Globe and Mail – 6/19/2020
Even before the pandemic, the U.S. oil “tech-wreck” [as Mr. Waterous says] had showed itself over the past five years as producers and investors plowed piles of capital into drilling and hydraulic fracturing in regions such as the Bakken in North Dakota and the Permian in Texas. Returns have dwindled, Mr. Waterous says. U.S. oil output is on track to decline from 12.7 million barrels a day at the start of this year, to 9 million or 10 million a day by the end of 2021, and that will mean corporate casualties, he predicts.
The Financial Times – 10/12/2020
“They were making lousy returns at $65 a barrel,” said Adam Waterous, head of Waterous Energy Fund. “You need at least north of $70 before you start achieving a cost-of-capital return in the U.S. [shale] oil business.” Production from the Permian, the prolific shale field of west Texas and New Mexico, peaked even before the crash this year, Mr. Waterous said. At current prices, only 25% of US shale was economical, he added.

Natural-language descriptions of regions

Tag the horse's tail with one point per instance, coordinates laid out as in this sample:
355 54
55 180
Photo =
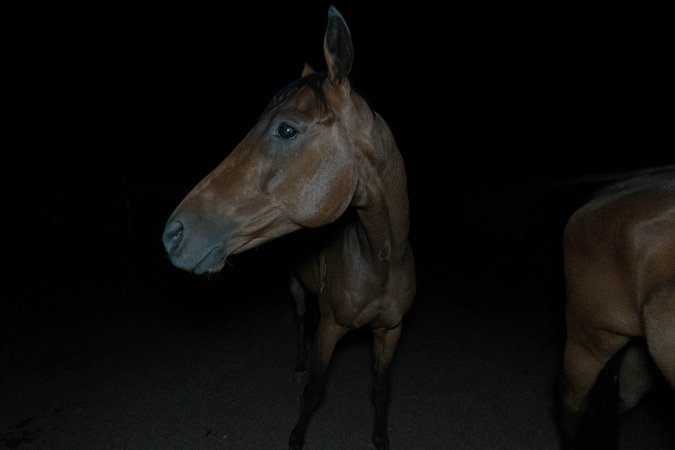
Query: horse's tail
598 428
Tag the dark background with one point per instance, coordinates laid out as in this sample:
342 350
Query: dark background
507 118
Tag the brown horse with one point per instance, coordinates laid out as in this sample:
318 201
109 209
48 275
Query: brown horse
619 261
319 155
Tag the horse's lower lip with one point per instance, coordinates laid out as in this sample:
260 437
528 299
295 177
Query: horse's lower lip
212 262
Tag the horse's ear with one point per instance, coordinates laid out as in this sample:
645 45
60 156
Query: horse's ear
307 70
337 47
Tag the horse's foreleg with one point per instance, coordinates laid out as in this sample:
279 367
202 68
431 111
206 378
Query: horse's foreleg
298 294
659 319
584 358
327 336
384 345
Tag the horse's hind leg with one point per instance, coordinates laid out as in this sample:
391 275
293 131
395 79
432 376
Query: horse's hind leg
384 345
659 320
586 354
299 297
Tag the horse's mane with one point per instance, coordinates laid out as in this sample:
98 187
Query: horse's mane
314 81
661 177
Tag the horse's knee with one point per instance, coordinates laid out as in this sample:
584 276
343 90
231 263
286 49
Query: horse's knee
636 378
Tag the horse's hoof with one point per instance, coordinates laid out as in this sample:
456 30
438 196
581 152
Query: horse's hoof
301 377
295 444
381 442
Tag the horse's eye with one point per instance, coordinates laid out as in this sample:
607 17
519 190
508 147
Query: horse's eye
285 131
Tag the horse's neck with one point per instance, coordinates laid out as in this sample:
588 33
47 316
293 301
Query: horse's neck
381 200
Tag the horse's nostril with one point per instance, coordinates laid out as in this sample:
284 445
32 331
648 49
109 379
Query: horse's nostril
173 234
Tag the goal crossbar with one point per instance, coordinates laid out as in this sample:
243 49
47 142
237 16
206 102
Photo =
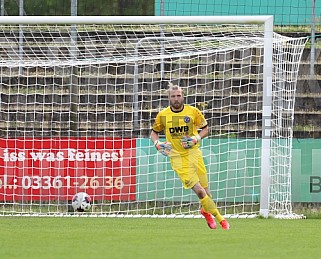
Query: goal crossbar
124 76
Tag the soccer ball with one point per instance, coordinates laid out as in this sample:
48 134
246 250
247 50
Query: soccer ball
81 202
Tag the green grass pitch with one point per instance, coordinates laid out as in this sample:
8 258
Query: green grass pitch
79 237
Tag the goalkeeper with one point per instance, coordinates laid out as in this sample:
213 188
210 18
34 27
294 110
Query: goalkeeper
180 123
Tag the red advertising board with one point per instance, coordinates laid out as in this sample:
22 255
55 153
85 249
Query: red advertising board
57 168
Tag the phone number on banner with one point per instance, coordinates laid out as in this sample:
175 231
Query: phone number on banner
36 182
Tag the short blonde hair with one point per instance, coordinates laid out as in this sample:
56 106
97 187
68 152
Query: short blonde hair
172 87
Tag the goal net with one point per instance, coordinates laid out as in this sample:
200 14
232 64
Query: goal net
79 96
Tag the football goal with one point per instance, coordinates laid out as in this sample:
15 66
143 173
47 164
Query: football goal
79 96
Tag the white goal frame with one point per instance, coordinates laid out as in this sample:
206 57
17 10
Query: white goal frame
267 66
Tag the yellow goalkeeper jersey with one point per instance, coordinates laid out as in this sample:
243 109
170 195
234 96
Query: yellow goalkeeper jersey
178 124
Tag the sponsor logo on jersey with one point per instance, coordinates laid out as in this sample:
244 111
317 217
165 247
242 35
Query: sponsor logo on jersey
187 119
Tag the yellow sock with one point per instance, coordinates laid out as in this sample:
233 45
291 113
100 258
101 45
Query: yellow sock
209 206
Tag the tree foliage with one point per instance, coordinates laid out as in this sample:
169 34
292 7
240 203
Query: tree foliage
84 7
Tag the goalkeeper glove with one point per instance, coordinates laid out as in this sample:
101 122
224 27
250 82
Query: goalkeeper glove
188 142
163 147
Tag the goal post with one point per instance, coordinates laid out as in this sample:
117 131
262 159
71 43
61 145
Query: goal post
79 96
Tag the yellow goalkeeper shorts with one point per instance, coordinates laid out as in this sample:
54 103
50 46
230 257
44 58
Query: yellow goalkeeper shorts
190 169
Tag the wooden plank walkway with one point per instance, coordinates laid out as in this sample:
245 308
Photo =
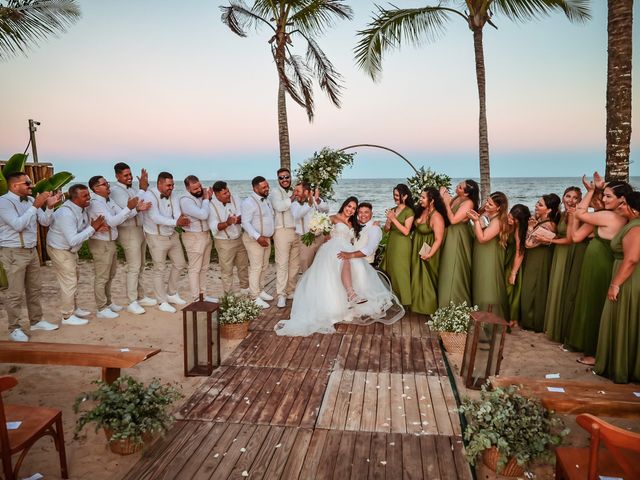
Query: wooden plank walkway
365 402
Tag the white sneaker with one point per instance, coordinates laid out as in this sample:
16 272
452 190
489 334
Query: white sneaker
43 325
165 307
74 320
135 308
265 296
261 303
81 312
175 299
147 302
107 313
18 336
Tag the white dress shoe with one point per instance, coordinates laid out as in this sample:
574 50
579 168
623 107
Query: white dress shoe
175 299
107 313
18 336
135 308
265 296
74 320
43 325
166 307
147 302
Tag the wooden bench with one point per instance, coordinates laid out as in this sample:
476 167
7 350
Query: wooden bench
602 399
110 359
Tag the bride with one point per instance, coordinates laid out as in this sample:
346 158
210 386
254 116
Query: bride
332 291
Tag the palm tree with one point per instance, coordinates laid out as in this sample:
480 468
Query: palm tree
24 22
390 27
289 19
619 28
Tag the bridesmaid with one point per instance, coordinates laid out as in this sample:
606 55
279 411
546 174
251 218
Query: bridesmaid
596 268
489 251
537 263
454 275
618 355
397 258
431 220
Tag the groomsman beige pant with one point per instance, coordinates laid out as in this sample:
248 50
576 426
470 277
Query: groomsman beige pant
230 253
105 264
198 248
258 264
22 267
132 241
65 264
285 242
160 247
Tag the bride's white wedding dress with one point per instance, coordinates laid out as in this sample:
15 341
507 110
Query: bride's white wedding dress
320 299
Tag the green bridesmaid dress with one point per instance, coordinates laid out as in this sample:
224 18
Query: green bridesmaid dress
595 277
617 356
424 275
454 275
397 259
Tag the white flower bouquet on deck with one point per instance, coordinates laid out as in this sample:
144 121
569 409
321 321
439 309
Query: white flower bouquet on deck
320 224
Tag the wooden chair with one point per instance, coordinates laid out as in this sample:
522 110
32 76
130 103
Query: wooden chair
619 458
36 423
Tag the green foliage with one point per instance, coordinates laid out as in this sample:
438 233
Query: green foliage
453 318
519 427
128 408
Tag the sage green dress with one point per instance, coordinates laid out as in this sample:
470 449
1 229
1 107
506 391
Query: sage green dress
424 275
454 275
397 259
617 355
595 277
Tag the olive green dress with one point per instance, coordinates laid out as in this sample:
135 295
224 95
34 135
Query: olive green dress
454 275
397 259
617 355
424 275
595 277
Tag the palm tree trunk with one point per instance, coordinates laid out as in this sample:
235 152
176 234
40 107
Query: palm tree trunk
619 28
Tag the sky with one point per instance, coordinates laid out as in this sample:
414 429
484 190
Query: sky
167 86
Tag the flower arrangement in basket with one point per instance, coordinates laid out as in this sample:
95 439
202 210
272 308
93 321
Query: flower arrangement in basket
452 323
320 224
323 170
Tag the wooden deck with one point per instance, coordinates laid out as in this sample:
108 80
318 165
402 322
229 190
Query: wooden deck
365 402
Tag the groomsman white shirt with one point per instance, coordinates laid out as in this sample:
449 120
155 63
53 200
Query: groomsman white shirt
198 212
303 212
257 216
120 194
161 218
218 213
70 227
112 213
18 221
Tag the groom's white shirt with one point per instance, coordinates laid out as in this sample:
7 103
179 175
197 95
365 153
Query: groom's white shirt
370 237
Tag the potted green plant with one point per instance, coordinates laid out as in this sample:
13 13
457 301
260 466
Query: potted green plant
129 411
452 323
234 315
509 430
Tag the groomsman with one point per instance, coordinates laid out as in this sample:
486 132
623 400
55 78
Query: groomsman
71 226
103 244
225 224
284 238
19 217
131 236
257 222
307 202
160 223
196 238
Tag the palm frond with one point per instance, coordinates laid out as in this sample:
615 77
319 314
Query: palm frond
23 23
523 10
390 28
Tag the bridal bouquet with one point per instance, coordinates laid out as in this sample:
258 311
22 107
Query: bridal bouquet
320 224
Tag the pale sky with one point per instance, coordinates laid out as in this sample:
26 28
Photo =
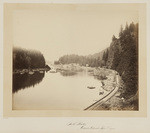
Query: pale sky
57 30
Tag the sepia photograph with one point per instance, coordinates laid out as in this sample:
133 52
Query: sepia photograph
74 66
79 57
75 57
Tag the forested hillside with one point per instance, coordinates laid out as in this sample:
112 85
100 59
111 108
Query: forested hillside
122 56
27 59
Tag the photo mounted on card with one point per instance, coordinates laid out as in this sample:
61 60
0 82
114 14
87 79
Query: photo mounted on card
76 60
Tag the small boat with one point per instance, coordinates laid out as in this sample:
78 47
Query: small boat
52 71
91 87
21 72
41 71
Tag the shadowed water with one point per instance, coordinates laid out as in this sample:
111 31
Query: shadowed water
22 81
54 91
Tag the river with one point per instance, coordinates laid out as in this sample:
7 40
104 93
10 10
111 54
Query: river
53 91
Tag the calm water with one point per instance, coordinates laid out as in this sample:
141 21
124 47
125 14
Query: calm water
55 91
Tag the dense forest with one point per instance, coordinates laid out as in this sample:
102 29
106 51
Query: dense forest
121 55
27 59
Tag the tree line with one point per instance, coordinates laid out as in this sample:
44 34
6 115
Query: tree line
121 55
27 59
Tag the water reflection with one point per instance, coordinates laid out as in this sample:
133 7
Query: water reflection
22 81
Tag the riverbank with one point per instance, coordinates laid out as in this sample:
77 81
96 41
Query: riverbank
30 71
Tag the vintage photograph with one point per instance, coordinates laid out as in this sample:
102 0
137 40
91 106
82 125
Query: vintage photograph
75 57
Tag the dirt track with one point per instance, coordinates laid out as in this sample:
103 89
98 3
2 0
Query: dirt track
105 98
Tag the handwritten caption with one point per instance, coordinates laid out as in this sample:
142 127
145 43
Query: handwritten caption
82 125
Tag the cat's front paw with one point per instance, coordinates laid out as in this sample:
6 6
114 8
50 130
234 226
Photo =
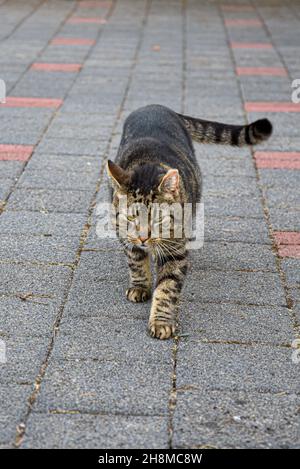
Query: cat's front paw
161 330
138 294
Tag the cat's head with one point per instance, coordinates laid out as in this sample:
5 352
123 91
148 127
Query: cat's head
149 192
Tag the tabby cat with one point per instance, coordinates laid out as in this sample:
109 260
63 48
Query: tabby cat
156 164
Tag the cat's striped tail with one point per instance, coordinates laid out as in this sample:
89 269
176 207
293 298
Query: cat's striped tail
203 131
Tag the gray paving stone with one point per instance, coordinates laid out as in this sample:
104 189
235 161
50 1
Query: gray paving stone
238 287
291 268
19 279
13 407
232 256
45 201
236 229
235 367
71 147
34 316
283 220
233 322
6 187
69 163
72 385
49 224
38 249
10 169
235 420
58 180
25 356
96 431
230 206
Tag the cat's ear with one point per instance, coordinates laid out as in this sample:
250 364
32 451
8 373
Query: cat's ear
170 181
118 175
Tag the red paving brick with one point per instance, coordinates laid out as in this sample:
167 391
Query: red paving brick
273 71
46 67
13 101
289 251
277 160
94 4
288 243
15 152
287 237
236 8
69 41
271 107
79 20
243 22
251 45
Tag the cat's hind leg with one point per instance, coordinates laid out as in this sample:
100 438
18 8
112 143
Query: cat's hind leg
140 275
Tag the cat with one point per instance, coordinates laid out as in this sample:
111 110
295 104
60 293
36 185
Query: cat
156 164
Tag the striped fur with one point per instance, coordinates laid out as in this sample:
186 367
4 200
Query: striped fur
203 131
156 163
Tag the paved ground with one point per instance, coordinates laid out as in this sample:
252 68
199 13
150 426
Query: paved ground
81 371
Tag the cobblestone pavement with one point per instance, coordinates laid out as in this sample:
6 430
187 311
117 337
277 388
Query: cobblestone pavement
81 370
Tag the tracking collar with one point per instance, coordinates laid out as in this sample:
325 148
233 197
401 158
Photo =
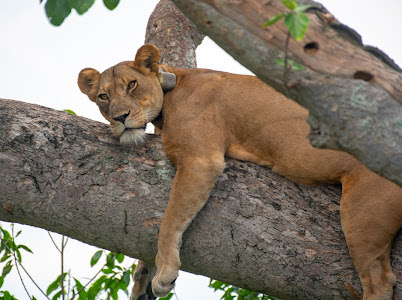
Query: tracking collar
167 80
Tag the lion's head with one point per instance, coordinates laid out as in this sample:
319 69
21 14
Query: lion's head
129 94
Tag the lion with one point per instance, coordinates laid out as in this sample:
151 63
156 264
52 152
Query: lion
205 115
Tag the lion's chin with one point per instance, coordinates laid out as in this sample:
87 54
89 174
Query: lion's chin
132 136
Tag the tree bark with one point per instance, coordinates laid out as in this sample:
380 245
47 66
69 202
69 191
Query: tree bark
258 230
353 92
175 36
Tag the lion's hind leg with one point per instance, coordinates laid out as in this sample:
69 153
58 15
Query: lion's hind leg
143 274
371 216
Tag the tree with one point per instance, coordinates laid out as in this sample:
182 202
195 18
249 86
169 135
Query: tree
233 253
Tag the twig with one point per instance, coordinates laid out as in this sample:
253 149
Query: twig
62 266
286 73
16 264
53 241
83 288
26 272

» **Questions on the material**
a) According to the oil excerpts, at what price per barrel were U.S. shale producers already making lousy returns?
b) Edit the stretch of the oil excerpts from "Globe and Mail" through "casualties, he predicts.", replacing "decline" with "fall".

» **Task solutions**
a) $65 a barrel.

b)
Globe and Mail – 6/19/2020
Even before the pandemic, the U.S. oil “tech-wreck” [as Mr. Waterous says] had showed itself over the past five years as producers and investors plowed piles of capital into drilling and hydraulic fracturing in regions such as the Bakken in North Dakota and the Permian in Texas. Returns have dwindled, Mr. Waterous says. U.S. oil output is on track to fall from 12.7 million barrels a day at the start of this year, to 9 million or 10 million a day by the end of 2021, and that will mean corporate casualties, he predicts.